** Opening DOCUMENT EXCERPT block **

- Date posted
- 5y ago
- Date posted
- 5y ago
I have obsessive intrusive thoughts. They started last November and its completely changed my life in the worst way. I dont feel like myself anymore. I feel like a monster and a horrible mother. I have been trying to treat myself through exposure therapy and through ocd work books but I really think I need to start meds again. I was on paxil and I hated the side effects. I'm thinking of starting zoloft.
- Date posted
- 5y ago
I definitely have been there. I’m not feeling like myself at the moment either. You are not a monster or a horrible mother. Monsters don’t care if they are monsters our not. If you were a horrible mother you wouldn’t think twice or even care. The only reason those thoughts upset you is because you are afraid of being that person. It’s the opposite of you. It’s Just OCD doing what it does best and thats making you doubt yourself. Stay strong?

** Closing DOCUMENT EXCERPT block **

__ASSIGNMENT 1__: In the forum thread about obsessive intrusive thoughts, which medication did the first poster dislike because of its side effects?
__ASSIGNMENT 2__: List every specific treatment the first poster in the forum thread about obsessive intrusive thoughts names, counting both those already tried and those being considered.
__ASSIGNMENT 3__: Write the next part of the forum thread about obsessive intrusive thoughts, picking up after its final post.

** Opening AVAILABLE DATA block **

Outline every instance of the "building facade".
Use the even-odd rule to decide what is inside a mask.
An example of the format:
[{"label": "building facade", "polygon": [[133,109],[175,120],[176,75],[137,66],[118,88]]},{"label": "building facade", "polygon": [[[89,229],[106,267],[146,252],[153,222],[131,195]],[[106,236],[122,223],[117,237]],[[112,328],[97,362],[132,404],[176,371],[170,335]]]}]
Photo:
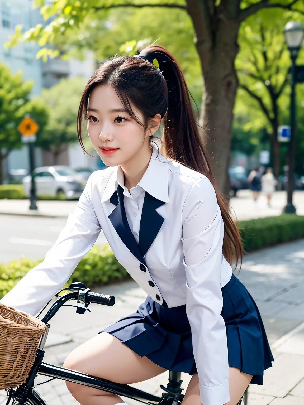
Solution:
[{"label": "building facade", "polygon": [[[17,24],[21,24],[24,30],[35,26],[43,21],[39,10],[32,9],[32,0],[0,0],[0,62],[5,64],[13,73],[18,70],[23,72],[24,80],[32,80],[33,85],[31,96],[39,96],[43,87],[49,87],[62,78],[83,76],[88,80],[96,70],[96,63],[92,54],[88,53],[83,62],[60,58],[49,60],[46,63],[36,59],[39,46],[36,43],[26,43],[9,49],[4,45],[10,35],[13,34]],[[39,148],[36,148],[35,165],[36,167],[52,164],[49,154]],[[69,150],[59,157],[61,164],[95,168],[99,164],[96,158],[89,159],[82,151],[80,145],[73,145]],[[24,169],[28,171],[29,160],[27,147],[13,151],[4,163],[4,175],[11,171]]]}]

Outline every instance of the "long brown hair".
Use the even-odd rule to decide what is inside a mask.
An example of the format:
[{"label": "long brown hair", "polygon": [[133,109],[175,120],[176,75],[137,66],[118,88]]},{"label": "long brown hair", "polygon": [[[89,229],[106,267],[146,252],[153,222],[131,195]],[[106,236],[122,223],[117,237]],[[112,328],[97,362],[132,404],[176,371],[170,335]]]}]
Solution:
[{"label": "long brown hair", "polygon": [[[120,56],[107,61],[89,81],[81,97],[77,117],[80,144],[84,149],[81,138],[83,120],[87,118],[89,96],[96,86],[113,86],[126,111],[143,126],[145,131],[151,118],[158,113],[165,114],[162,152],[168,158],[201,173],[210,180],[224,222],[223,254],[229,263],[235,259],[237,264],[243,257],[238,229],[230,215],[228,203],[217,190],[180,67],[172,55],[158,45],[150,45],[139,56],[143,57]],[[153,64],[154,62],[159,68]],[[132,106],[141,111],[143,123],[138,122]]]}]

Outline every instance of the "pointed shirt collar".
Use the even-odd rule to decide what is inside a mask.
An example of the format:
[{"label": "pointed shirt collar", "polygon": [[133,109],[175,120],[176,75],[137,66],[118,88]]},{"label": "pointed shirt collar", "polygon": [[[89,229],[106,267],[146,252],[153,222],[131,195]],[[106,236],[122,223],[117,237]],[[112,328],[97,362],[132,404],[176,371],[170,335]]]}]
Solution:
[{"label": "pointed shirt collar", "polygon": [[[158,151],[157,147],[153,145],[149,166],[138,185],[155,198],[164,202],[169,202],[168,169],[168,160]],[[116,166],[105,187],[101,198],[102,202],[109,200],[115,190],[117,190],[118,184],[123,189],[123,178],[120,166]]]}]

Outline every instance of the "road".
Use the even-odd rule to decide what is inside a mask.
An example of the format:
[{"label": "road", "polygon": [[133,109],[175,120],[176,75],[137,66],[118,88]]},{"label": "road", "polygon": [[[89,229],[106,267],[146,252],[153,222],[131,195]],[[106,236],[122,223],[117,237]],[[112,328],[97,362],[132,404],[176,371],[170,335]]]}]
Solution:
[{"label": "road", "polygon": [[[42,259],[56,242],[66,218],[0,214],[0,262],[6,263],[25,256]],[[101,232],[96,241],[107,240]]]},{"label": "road", "polygon": [[[271,207],[261,194],[255,203],[250,190],[240,190],[237,196],[231,198],[230,204],[239,220],[279,215],[286,204],[285,192],[274,194]],[[294,193],[294,202],[297,212],[304,215],[304,191]],[[38,202],[38,213],[52,217],[27,215],[28,202],[26,200],[0,200],[0,262],[6,263],[13,259],[26,256],[31,259],[43,258],[56,241],[64,226],[66,217],[73,212],[76,201]],[[1,214],[10,212],[11,214]],[[14,215],[13,213],[24,215]],[[62,215],[60,216],[59,215]],[[107,241],[102,232],[96,242],[103,245]]]}]

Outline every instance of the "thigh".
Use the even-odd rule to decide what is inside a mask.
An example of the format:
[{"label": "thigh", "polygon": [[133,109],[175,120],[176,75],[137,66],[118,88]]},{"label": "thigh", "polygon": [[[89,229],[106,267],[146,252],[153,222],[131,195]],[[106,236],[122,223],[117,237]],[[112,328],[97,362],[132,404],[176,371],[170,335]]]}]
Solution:
[{"label": "thigh", "polygon": [[[230,400],[225,405],[237,405],[246,390],[252,378],[252,375],[242,373],[238,369],[229,367]],[[200,404],[199,377],[197,374],[194,374],[186,391],[182,405],[200,405]]]},{"label": "thigh", "polygon": [[64,367],[121,384],[143,381],[165,371],[104,332],[71,352]]}]

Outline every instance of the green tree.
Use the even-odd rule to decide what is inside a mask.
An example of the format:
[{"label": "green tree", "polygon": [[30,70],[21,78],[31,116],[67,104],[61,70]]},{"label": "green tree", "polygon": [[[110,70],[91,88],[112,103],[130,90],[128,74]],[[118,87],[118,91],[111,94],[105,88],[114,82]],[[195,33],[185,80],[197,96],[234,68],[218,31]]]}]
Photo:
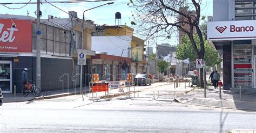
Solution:
[{"label": "green tree", "polygon": [[150,60],[156,60],[156,54],[152,54],[149,55]]},{"label": "green tree", "polygon": [[[197,58],[203,58],[205,45],[199,25],[200,20],[205,19],[201,13],[203,0],[184,1],[130,0],[127,5],[134,9],[132,15],[134,21],[132,24],[146,39],[163,36],[171,39],[178,30],[183,31],[188,35]],[[198,34],[198,43],[194,38],[193,29]],[[203,69],[200,71],[203,72]],[[203,72],[200,73],[203,82]]]},{"label": "green tree", "polygon": [[[194,38],[198,47],[200,47],[197,34],[194,35]],[[204,42],[205,53],[204,61],[206,62],[206,65],[208,66],[213,66],[215,64],[220,64],[221,59],[218,57],[218,52],[213,49],[208,41],[204,39]],[[184,35],[183,37],[181,44],[178,46],[176,56],[178,60],[184,60],[189,58],[191,62],[196,62],[196,56],[187,35]]]},{"label": "green tree", "polygon": [[168,68],[169,63],[165,61],[160,61],[157,62],[157,70],[160,73],[164,72]]}]

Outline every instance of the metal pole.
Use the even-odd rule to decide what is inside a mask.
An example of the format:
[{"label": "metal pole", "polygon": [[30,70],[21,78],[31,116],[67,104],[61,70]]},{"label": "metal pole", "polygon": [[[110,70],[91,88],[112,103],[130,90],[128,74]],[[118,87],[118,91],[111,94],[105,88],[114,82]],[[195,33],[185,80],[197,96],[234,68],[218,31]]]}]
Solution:
[{"label": "metal pole", "polygon": [[82,72],[83,72],[83,65],[81,65],[81,70],[80,70],[80,94],[81,94],[81,92],[82,92],[82,78],[83,78]]},{"label": "metal pole", "polygon": [[130,82],[128,82],[128,90],[129,91],[129,92],[128,93],[129,95],[129,98],[130,98]]},{"label": "metal pole", "polygon": [[16,97],[16,86],[14,86],[14,97]]},{"label": "metal pole", "polygon": [[178,82],[179,83],[179,79],[178,79]]},{"label": "metal pole", "polygon": [[242,100],[242,88],[241,86],[239,86],[239,93],[240,93],[240,100]]},{"label": "metal pole", "polygon": [[221,87],[220,86],[220,85],[219,86],[219,88],[220,89],[220,92],[219,92],[219,93],[220,93],[220,99],[221,99]]},{"label": "metal pole", "polygon": [[41,88],[41,33],[40,28],[40,1],[37,0],[36,86]]},{"label": "metal pole", "polygon": [[[133,83],[133,82],[132,82],[132,83]],[[135,98],[135,85],[134,85],[134,84],[135,84],[135,83],[134,83],[134,84],[133,84],[133,85],[133,85],[133,95],[134,95],[134,98]]]},{"label": "metal pole", "polygon": [[204,90],[205,90],[205,98],[206,98],[206,87],[205,84],[204,85]]},{"label": "metal pole", "polygon": [[175,86],[175,85],[176,85],[175,84],[176,84],[176,82],[175,80],[173,80],[173,81],[174,81],[173,82],[173,85],[174,85],[174,88],[176,88],[176,86]]},{"label": "metal pole", "polygon": [[200,69],[201,69],[199,68],[199,87],[201,88],[201,75],[200,75]]}]

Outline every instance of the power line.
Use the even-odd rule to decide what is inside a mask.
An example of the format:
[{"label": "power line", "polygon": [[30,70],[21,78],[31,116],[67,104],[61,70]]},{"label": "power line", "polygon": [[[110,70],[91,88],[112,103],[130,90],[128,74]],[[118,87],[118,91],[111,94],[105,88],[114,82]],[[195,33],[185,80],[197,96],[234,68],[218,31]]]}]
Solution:
[{"label": "power line", "polygon": [[[109,1],[109,0],[106,0],[104,1]],[[71,1],[52,1],[52,2],[49,2],[50,3],[53,3],[53,4],[61,4],[61,3],[86,3],[86,2],[103,2],[103,1],[76,1],[76,2],[71,2]],[[41,2],[41,4],[46,4],[48,3],[48,2]],[[17,2],[17,3],[14,3],[14,2],[10,2],[10,3],[0,3],[0,5],[10,5],[10,4],[27,4],[27,3],[25,2]],[[28,4],[37,4],[37,2],[30,2]]]},{"label": "power line", "polygon": [[14,10],[15,10],[15,9],[21,9],[23,8],[24,7],[26,6],[26,5],[27,5],[28,4],[29,4],[29,3],[31,2],[31,0],[30,0],[29,2],[28,2],[26,3],[25,3],[25,4],[24,6],[22,6],[22,7],[20,7],[20,8],[9,8],[9,7],[8,7],[8,6],[6,6],[6,5],[4,5],[4,4],[3,4],[3,6],[4,6],[4,7],[5,7],[5,8],[8,8],[8,9],[14,9]]}]

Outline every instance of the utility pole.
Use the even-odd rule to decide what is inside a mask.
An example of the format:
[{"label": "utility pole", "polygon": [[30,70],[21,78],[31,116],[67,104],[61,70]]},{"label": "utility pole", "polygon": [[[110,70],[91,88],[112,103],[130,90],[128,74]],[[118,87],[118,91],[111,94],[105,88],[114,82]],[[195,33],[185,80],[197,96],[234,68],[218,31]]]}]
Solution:
[{"label": "utility pole", "polygon": [[40,1],[37,0],[36,35],[36,86],[41,88],[41,31],[40,28]]},{"label": "utility pole", "polygon": [[149,73],[150,72],[150,67],[149,67],[149,40],[147,41],[147,73]]}]

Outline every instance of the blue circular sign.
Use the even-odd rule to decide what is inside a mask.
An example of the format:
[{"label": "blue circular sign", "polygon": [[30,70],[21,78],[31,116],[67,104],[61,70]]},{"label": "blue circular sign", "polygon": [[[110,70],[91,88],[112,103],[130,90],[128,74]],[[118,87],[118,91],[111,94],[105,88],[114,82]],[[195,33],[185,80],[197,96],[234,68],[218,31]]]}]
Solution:
[{"label": "blue circular sign", "polygon": [[81,53],[79,55],[79,57],[80,57],[80,58],[84,58],[84,54],[83,53]]}]

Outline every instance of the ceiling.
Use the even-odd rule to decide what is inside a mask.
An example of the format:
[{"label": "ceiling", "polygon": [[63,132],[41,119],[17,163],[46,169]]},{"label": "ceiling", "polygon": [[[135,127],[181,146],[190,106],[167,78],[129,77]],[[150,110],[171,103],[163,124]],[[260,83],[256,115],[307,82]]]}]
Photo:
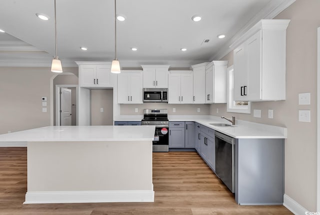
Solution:
[{"label": "ceiling", "polygon": [[[58,51],[64,62],[110,61],[114,55],[112,0],[56,0]],[[55,55],[54,0],[1,0],[2,62],[50,61]],[[220,57],[242,32],[272,19],[292,0],[117,0],[120,61],[199,61]],[[47,21],[36,13],[48,15]],[[192,20],[200,15],[198,22]],[[243,33],[243,32],[242,32]],[[224,34],[225,38],[217,35]],[[210,40],[204,44],[205,39]],[[86,51],[80,49],[87,47]],[[138,50],[132,51],[132,47]],[[182,52],[180,49],[187,51]]]}]

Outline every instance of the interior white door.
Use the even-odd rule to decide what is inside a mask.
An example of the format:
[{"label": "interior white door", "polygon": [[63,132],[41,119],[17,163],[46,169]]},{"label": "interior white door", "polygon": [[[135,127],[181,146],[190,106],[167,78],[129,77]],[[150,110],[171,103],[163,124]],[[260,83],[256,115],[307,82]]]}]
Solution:
[{"label": "interior white door", "polygon": [[72,125],[71,90],[60,88],[60,125]]}]

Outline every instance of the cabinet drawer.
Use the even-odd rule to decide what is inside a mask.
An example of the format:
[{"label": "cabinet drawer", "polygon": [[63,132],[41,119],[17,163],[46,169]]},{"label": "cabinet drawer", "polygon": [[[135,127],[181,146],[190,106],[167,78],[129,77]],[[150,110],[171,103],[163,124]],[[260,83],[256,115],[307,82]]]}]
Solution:
[{"label": "cabinet drawer", "polygon": [[134,121],[128,122],[128,125],[141,125],[141,121]]},{"label": "cabinet drawer", "polygon": [[201,126],[201,132],[212,137],[214,137],[214,130],[204,125]]},{"label": "cabinet drawer", "polygon": [[169,127],[170,128],[184,128],[184,122],[169,122]]}]

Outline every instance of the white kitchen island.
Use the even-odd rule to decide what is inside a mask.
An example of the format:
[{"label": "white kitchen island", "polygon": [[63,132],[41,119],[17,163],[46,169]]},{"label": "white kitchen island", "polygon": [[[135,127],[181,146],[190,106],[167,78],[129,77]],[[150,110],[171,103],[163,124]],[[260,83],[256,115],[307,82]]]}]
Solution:
[{"label": "white kitchen island", "polygon": [[0,135],[28,142],[24,203],[153,202],[154,126],[48,126]]}]

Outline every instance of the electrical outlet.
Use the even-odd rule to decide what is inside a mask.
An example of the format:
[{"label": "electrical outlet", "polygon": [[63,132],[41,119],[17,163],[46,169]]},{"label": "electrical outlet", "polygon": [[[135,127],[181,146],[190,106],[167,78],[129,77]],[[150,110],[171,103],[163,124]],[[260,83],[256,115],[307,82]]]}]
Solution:
[{"label": "electrical outlet", "polygon": [[299,105],[310,104],[310,93],[299,93]]},{"label": "electrical outlet", "polygon": [[254,110],[254,117],[261,118],[261,110]]},{"label": "electrical outlet", "polygon": [[274,110],[270,109],[268,110],[268,118],[269,119],[274,118]]},{"label": "electrical outlet", "polygon": [[310,110],[299,110],[299,122],[310,122]]}]

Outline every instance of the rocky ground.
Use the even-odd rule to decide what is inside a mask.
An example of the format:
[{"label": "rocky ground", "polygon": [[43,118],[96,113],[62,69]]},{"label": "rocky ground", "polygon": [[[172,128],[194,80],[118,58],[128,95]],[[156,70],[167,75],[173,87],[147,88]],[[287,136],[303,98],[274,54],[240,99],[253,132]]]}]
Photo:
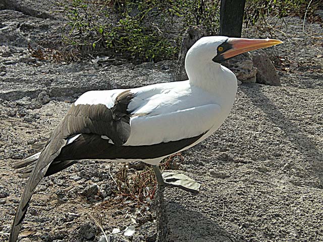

** Closing AVAILABLE DATA block **

__TASK ANSWER 1__: Paxil.

__TASK ANSWER 2__: Exposure therapy, OCD workbooks, Paxil, and Zoloft.

__TASK ANSWER 3__:
- Date posted
- 5y ago
I was just putting clothes on after taking my first shower after three days and I looked so sick, so skinny cause I haven’t eat bc of this too
- Date posted
- 5y ago
I definitely do the same. You are not your thoughts. You’re brain just produces them. Kind of like gas?. You don’t have control over it. It just happens. Don’t let it define you. You don’t stress over your random good thoughts and that’s only because they don’t cause you anxiety. You’re thoughts all have one thing in common.They are just thoughts. The only difference is the fear attached to the negative ones. Accept them and let them go. Easier said then done, trust me! I’m living it with you. Just don’t let your brain throw a tantrum. That’s all it’s doing.It’s just reminding you that you don’t like it and it wants you to give in so it can have its way and solve a problem that doesn’t even exists. Stay strong???
- Date posted
- 5y ago
I'm sorry.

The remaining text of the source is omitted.